> AIM OF THE TASK
Can you rewrite all of the items below with every "single point" changed to "lone point" and nothing else altered?

++++ STORED RECORDS

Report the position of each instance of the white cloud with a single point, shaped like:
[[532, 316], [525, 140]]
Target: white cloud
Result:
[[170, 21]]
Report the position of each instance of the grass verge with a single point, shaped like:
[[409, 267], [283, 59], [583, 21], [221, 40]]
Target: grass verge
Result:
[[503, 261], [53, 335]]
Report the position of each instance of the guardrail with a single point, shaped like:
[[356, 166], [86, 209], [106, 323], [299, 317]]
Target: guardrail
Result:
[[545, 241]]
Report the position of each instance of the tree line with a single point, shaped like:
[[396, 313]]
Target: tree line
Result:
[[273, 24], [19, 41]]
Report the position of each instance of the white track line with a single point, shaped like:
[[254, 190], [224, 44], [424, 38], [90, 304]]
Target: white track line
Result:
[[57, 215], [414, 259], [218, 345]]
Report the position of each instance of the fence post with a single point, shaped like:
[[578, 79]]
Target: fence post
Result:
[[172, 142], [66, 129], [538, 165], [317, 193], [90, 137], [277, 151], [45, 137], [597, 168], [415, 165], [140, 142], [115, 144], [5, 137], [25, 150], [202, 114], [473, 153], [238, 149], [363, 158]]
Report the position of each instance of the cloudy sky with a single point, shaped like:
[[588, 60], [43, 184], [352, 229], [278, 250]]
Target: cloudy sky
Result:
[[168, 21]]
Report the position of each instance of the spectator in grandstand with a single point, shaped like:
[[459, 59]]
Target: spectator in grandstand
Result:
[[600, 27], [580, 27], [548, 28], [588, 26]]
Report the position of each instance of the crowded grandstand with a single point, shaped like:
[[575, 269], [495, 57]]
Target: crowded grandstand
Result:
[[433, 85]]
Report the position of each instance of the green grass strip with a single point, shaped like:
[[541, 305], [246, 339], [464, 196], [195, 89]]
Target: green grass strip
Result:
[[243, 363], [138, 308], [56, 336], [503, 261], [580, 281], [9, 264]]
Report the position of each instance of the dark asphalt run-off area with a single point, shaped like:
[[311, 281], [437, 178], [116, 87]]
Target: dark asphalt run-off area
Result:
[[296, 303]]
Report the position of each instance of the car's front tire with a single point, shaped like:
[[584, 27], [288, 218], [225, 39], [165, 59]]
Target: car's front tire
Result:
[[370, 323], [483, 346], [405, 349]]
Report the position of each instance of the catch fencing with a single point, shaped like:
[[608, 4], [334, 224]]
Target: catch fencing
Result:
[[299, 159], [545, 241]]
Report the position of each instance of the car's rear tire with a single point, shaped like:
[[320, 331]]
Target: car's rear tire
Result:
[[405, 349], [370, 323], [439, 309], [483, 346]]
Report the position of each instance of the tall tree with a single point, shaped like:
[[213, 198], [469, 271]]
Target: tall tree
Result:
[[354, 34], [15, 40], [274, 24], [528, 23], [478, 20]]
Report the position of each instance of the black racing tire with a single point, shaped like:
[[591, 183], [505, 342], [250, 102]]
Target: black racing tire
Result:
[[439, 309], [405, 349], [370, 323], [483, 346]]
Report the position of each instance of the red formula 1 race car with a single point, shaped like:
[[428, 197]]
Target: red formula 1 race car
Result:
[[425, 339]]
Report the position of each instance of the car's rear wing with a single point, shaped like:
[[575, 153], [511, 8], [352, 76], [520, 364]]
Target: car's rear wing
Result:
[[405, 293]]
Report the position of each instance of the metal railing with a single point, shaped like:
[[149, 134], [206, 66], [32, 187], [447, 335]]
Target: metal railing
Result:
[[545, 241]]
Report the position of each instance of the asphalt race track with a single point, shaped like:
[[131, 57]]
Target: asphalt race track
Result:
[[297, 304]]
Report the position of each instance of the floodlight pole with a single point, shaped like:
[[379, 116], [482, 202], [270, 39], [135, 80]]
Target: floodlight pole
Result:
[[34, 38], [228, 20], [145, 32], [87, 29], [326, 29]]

++++++++

> EXERCISE SOLUTION
Report the position of each instance of the white cloud with a lone point, shaped like:
[[532, 316], [525, 140]]
Target: white cloud
Result:
[[170, 21]]
Report the position of each instance of the grass verge with a lone point, shaped like:
[[409, 267], [283, 59], [583, 21], [221, 40]]
Target: grass verge
Result:
[[503, 261], [53, 335]]
Report the position of each instance of the guardrail with a lone point, shaped like:
[[356, 166], [86, 209], [106, 323], [299, 317]]
Target: guardrail
Result:
[[545, 241]]
Report the position of each instance of the tree line with a lone point, shaped like:
[[396, 313]]
Target: tree line
Result:
[[273, 24], [19, 41]]
Report the position of each instance of the white track line with a lone point, shaped like:
[[254, 190], [224, 44], [424, 38], [90, 304]]
Target: white track line
Result:
[[57, 215], [414, 259], [218, 345]]
Report the position of each instance of the fence post with a lone point, shaped like:
[[578, 79]]
Target: fence post
Result:
[[172, 142], [66, 129], [538, 165], [317, 193], [90, 137], [277, 151], [45, 137], [597, 168], [415, 165], [140, 142], [115, 144], [5, 137], [25, 150], [202, 114], [473, 153], [238, 149], [363, 158]]
Report the position of each instance of the cloudy sky with a lone point, shaped like:
[[588, 60], [43, 184], [352, 229], [278, 250]]
Target: cloudy sky
Result:
[[168, 21]]
Report the position of each instance of the spectator in grandstand with a lone point, shaped like:
[[459, 59]]
Target: spectator in grandstand
Result:
[[600, 27], [580, 27], [548, 28], [588, 26]]
Report the position of each instance of the crowded grandstand with a lone point, shaped like:
[[575, 269], [495, 57]]
Target: crowded grandstand
Result:
[[433, 85]]
Report the position of each instance of the green grass strip with a lone point, shaped like:
[[541, 305], [246, 339], [464, 196], [195, 89]]
Target: green grass strip
Result:
[[243, 363], [138, 308], [56, 336], [503, 261], [580, 281], [9, 264]]
Report the position of each instance of the dark asphalt run-off area with a lone point, shaped like:
[[311, 281], [437, 178], [116, 87]]
Target: dark asphalt run-off area
Result:
[[296, 303]]
Report the position of each instance of the car's front tire with a lone point, shaped like:
[[584, 27], [288, 218], [225, 39], [165, 59]]
Target: car's front tire
Result:
[[370, 323], [483, 346], [405, 349]]
Report the position of each instance of the catch fencing with a lone point, shaped like:
[[608, 4], [334, 224]]
Target: catch fencing
Result:
[[299, 159], [545, 241]]
Report the position of each instance of the car's rear tire with a lone point, shaped like:
[[320, 331]]
Target: car's rear tire
Result:
[[405, 349], [370, 323], [439, 309], [483, 346]]
Report the position of each instance of the tall tree with a lone point, shaped like:
[[213, 198], [469, 271]]
Target: tall tree
Result:
[[354, 34], [15, 40], [274, 24], [528, 23], [478, 20]]
Report the position of each instance of the black racing tire with a lone point, shaped like:
[[591, 183], [505, 342], [250, 102]]
Target: black racing tire
Result:
[[439, 309], [405, 349], [370, 323], [483, 346]]
Report the position of each instance of the red formula 1 race car with a lone point, shaped like:
[[428, 197]]
Target: red formula 1 race car
Result:
[[425, 339]]
Report the position of each instance of the car's rear wing with a lone point, shaped like:
[[575, 153], [511, 8], [352, 76], [520, 364]]
Target: car's rear wing
Result:
[[405, 293]]
Report the position of each instance of the metal railing with a lone point, shaped like:
[[149, 134], [206, 66], [32, 187], [447, 335]]
Target: metal railing
Result:
[[545, 241]]
Report the position of each instance of the asphalt race track with a lone point, shaped like:
[[131, 57]]
Target: asphalt race track
Result:
[[297, 304]]
Report the position of each instance of the floodlight pole with a lone point, shaped like:
[[379, 116], [482, 202], [270, 39], [135, 80]]
Target: floodlight pole
Result:
[[34, 38], [228, 20], [145, 32], [87, 29], [326, 29]]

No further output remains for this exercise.